# Supplied entries:

----

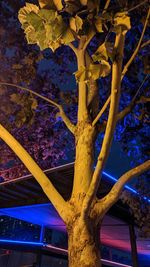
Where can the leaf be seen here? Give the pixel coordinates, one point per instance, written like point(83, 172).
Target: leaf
point(99, 70)
point(15, 98)
point(34, 20)
point(67, 37)
point(30, 35)
point(93, 5)
point(76, 23)
point(101, 53)
point(81, 74)
point(94, 71)
point(98, 24)
point(28, 8)
point(105, 68)
point(122, 22)
point(47, 3)
point(48, 15)
point(72, 6)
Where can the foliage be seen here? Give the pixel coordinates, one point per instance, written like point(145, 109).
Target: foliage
point(50, 27)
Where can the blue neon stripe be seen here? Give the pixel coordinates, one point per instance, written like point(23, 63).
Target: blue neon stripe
point(126, 186)
point(21, 242)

----

# Description of the task:
Each line from the one containing "Target: foliage" to the end of the entries above should be copied exactly, and no other line.

# Result:
Target: foliage
point(50, 27)
Where can the blue neon stripe be seen here? Give the pixel coordinates, one point per instance, written like point(23, 63).
Target: blue neon stripe
point(126, 186)
point(21, 242)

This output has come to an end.